**TASK ITEM**
The records that follow need to be printed exactly. Leave out each image.
● ● ● ● ●
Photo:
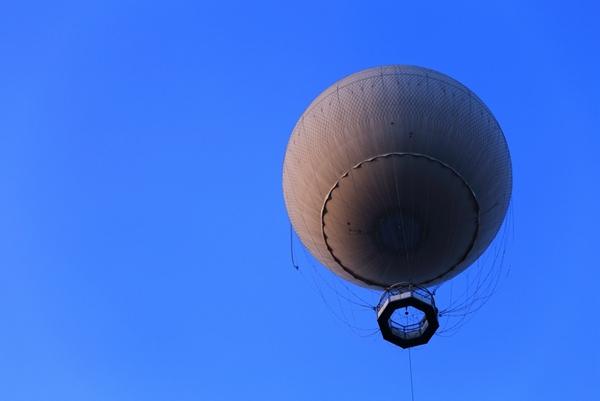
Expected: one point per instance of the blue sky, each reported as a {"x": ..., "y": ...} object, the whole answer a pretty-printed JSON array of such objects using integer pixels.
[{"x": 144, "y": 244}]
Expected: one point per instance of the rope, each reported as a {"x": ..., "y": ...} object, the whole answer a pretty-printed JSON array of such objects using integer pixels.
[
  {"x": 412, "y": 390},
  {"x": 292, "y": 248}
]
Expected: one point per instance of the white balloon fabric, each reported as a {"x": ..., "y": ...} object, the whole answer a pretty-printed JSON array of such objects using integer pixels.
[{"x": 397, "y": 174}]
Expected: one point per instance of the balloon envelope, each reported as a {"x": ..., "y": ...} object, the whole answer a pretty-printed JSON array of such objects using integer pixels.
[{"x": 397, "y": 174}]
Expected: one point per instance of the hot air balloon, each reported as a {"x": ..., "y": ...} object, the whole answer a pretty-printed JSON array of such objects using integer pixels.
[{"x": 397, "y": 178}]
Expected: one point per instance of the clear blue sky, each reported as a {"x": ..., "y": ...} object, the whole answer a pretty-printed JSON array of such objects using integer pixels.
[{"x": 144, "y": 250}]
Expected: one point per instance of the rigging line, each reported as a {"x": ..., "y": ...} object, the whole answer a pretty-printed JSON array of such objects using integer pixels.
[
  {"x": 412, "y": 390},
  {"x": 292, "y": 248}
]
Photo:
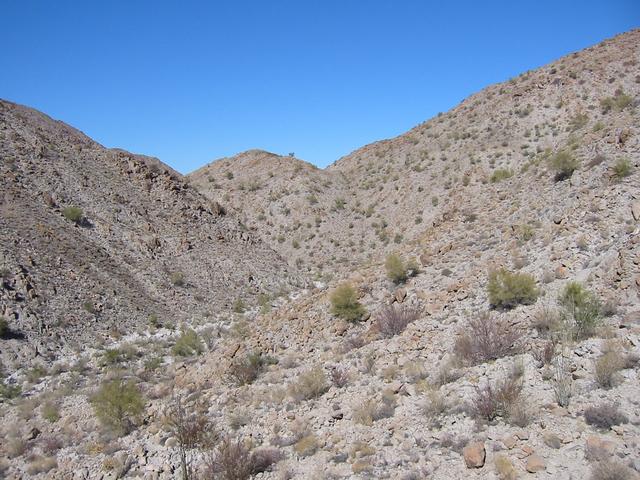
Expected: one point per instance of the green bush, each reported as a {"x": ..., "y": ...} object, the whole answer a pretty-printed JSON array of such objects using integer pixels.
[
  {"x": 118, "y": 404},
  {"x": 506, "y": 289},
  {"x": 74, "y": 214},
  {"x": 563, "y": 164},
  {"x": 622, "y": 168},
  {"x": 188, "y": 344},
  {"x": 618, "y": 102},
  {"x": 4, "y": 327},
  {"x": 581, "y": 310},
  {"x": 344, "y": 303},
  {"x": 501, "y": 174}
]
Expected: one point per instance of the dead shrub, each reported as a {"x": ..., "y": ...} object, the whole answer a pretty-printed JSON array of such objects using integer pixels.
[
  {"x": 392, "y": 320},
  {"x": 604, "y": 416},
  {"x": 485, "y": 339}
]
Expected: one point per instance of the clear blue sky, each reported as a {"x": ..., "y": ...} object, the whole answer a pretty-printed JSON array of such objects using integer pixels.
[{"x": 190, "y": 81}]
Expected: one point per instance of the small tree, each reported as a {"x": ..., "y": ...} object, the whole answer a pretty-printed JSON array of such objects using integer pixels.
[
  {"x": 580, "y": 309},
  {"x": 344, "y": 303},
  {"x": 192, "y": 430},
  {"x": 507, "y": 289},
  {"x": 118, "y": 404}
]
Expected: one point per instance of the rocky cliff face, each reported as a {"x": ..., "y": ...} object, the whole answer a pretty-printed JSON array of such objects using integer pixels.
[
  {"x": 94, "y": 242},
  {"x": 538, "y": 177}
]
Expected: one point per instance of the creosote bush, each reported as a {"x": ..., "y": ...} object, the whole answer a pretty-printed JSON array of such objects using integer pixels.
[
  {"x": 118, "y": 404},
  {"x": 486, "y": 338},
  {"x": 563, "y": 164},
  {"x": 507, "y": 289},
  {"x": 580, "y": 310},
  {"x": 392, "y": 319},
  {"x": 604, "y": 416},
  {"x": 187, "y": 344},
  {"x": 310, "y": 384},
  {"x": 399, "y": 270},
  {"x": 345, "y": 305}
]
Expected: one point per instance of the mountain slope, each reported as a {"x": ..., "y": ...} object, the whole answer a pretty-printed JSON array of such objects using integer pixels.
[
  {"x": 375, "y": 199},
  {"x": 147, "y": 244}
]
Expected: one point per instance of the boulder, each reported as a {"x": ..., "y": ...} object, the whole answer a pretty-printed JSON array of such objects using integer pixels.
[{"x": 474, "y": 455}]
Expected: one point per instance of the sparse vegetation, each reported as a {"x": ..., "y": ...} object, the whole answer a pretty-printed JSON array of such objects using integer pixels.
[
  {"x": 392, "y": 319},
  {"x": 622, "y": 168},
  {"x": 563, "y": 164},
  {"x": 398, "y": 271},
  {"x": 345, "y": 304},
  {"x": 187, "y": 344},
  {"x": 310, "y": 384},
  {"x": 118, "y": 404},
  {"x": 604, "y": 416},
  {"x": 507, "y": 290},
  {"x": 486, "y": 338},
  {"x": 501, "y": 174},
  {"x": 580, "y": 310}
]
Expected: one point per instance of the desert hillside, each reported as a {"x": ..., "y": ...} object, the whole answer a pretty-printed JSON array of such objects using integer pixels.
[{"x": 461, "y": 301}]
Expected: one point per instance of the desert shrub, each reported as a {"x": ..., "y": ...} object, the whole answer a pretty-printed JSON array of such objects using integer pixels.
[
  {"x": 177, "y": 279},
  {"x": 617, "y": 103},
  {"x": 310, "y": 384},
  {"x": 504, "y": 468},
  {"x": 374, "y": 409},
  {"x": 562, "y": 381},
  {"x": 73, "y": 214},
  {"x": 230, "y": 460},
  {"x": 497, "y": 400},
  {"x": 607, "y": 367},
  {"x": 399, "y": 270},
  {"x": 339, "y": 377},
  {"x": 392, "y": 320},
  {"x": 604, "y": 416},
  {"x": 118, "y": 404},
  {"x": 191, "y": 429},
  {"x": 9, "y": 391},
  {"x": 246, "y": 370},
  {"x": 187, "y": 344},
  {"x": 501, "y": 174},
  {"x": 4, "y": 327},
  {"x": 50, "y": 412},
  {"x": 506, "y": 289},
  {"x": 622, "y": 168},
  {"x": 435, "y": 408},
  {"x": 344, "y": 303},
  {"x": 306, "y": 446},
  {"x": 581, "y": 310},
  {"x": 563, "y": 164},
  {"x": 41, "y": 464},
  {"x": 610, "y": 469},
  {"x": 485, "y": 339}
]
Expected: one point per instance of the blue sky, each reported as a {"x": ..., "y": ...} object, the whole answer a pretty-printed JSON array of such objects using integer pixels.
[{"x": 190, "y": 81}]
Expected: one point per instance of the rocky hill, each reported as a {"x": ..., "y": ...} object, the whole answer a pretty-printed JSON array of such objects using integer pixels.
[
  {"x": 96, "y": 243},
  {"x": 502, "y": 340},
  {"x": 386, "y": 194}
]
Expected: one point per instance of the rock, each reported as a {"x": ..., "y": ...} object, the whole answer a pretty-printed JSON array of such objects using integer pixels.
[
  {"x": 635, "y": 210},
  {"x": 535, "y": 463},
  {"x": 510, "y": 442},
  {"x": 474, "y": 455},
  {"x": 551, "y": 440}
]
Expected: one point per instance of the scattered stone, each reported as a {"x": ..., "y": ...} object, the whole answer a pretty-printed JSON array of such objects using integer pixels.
● ● ● ● ●
**TASK RESPONSE**
Photo:
Expected: one point per instance of the blue sky, each reported as a {"x": ..., "y": ...} object, the whole answer a pretty-printed JSON array of such objects using integer pixels.
[{"x": 144, "y": 244}]
Expected: one point per instance of the rope, each reported as a {"x": ..., "y": ...} object, the whole answer a pretty-printed JSON array of such objects using integer pixels.
[
  {"x": 412, "y": 390},
  {"x": 292, "y": 248}
]
Expected: one point per instance of the white balloon fabric, each reported as a {"x": ..., "y": ...} object, the whole answer a pretty-printed JSON array of such objects using integer pixels.
[{"x": 397, "y": 174}]
Expected: one point per instance of the balloon envelope, each reported as a {"x": ..., "y": ...} object, the whole answer a pretty-printed JSON array of such objects using integer pixels.
[{"x": 397, "y": 174}]
Expected: one point per instance of the hot air balloon, each reported as a {"x": ..., "y": ...} object, the whole answer a pretty-printed JSON array of such objects using integer pixels.
[{"x": 397, "y": 178}]
Expected: one point per instance of the clear blue sky, each reported as a {"x": ..., "y": ...} object, the whole answer a pretty-printed JSON array of such objects using integer pixels.
[{"x": 144, "y": 250}]
Expected: one point per instance of the rigging line, each reported as a {"x": ..., "y": ...} object, the whole answer a pretty-printed JSON array of such objects using integer pixels.
[
  {"x": 412, "y": 390},
  {"x": 292, "y": 248}
]
Photo:
Expected: one point per instance of the green bush, each reported as a {"x": ..., "y": ...} object, the whole answer a pretty-printed JSON array of such objects using integer pixels.
[
  {"x": 118, "y": 404},
  {"x": 506, "y": 289},
  {"x": 74, "y": 214},
  {"x": 563, "y": 164},
  {"x": 622, "y": 168},
  {"x": 188, "y": 344},
  {"x": 618, "y": 102},
  {"x": 4, "y": 327},
  {"x": 581, "y": 310},
  {"x": 344, "y": 303},
  {"x": 501, "y": 174}
]
Expected: one point per instance of the dead shrub, each reported as a {"x": ..., "y": ...} object, the whole answer a pretty-printed JSON array of such objects using integer pixels.
[
  {"x": 392, "y": 320},
  {"x": 604, "y": 416},
  {"x": 485, "y": 339}
]
Expected: one point per instance of the clear blue sky, each reported as a {"x": ..., "y": ...} object, the whole answer a pretty-printed JSON array of such objects using integer pixels.
[{"x": 190, "y": 81}]
Expected: one point per instance of the small tree, each reported as a {"x": ..., "y": ...} object, the whole answer a pretty-printed JSON array of such objects using integer pixels.
[
  {"x": 580, "y": 309},
  {"x": 344, "y": 303},
  {"x": 192, "y": 430},
  {"x": 507, "y": 289},
  {"x": 118, "y": 404}
]
Expected: one point per instance of the rocky cliff face, each reported as a {"x": ..., "y": ...} object, the whole answer a pretty-printed JSON array of such objects using integer pixels.
[
  {"x": 94, "y": 242},
  {"x": 538, "y": 177}
]
Expected: one point per instance of the creosote bush, each reported as a {"x": ..., "y": ...} object, the whole answer a pretty-printed JSON array of such objects using integer pixels.
[
  {"x": 118, "y": 404},
  {"x": 486, "y": 338},
  {"x": 563, "y": 164},
  {"x": 507, "y": 289},
  {"x": 580, "y": 310},
  {"x": 392, "y": 319},
  {"x": 604, "y": 416},
  {"x": 187, "y": 344},
  {"x": 310, "y": 384},
  {"x": 399, "y": 270},
  {"x": 345, "y": 305}
]
Expected: one point per instance of the mountain slope, each reported as a {"x": ..., "y": ...} object, the whole answer a pretty-printed JSON array of such objects using integer pixels.
[
  {"x": 375, "y": 199},
  {"x": 147, "y": 244}
]
Expected: one point per instance of the boulder, each reported as a {"x": ..., "y": ...} object, the whole answer a pretty-printed JSON array of such objects using integer pixels.
[{"x": 474, "y": 455}]
Expected: one point per instance of the sparse vegetation, each reported as a {"x": ..., "y": ...} object, the whole answer a pretty-printed JSON array of such objects using integer pixels.
[
  {"x": 392, "y": 319},
  {"x": 622, "y": 168},
  {"x": 563, "y": 164},
  {"x": 398, "y": 271},
  {"x": 345, "y": 304},
  {"x": 187, "y": 344},
  {"x": 310, "y": 384},
  {"x": 118, "y": 404},
  {"x": 604, "y": 416},
  {"x": 507, "y": 290},
  {"x": 486, "y": 338},
  {"x": 501, "y": 174},
  {"x": 580, "y": 310}
]
Expected: one point per instance of the desert hillside, each reported as a {"x": ..., "y": ...} object, the whole answer a pretty-printed JSON array of such objects using integer pixels.
[{"x": 461, "y": 301}]
Expected: one point per instance of the desert shrub, each reported as a {"x": ..., "y": ...} object, the whole answer a pretty-printed JSON array of such objects using integer pixels.
[
  {"x": 177, "y": 279},
  {"x": 617, "y": 103},
  {"x": 310, "y": 384},
  {"x": 504, "y": 468},
  {"x": 374, "y": 409},
  {"x": 562, "y": 381},
  {"x": 73, "y": 214},
  {"x": 230, "y": 460},
  {"x": 497, "y": 400},
  {"x": 607, "y": 367},
  {"x": 399, "y": 270},
  {"x": 339, "y": 377},
  {"x": 392, "y": 320},
  {"x": 604, "y": 416},
  {"x": 118, "y": 404},
  {"x": 191, "y": 429},
  {"x": 9, "y": 391},
  {"x": 246, "y": 370},
  {"x": 187, "y": 344},
  {"x": 501, "y": 174},
  {"x": 4, "y": 327},
  {"x": 50, "y": 412},
  {"x": 506, "y": 289},
  {"x": 622, "y": 168},
  {"x": 435, "y": 408},
  {"x": 344, "y": 303},
  {"x": 306, "y": 446},
  {"x": 581, "y": 310},
  {"x": 563, "y": 164},
  {"x": 41, "y": 464},
  {"x": 610, "y": 469},
  {"x": 485, "y": 339}
]
Expected: one point per instance of the blue sky, each reported as a {"x": ..., "y": ...} object, the whole answer a pretty-printed JSON array of such objects using integer pixels.
[{"x": 190, "y": 81}]
Expected: one point per instance of the rocky hill, each reported as a {"x": ..., "y": ...} object, the whole answer a pretty-printed JSON array of such objects using integer pixels.
[
  {"x": 96, "y": 243},
  {"x": 502, "y": 340},
  {"x": 386, "y": 194}
]
Expected: one point per instance of the rock, each reported as a {"x": ..., "y": ...} object, the whole answer a pretty-printed JSON array of such objects using integer pixels.
[
  {"x": 635, "y": 210},
  {"x": 535, "y": 463},
  {"x": 510, "y": 442},
  {"x": 474, "y": 455},
  {"x": 551, "y": 440}
]
Expected: one point per instance of the scattered stone, each reported as a {"x": ..., "y": ...} object, the whole answer a pretty-printed JSON array of such objects using integer pixels.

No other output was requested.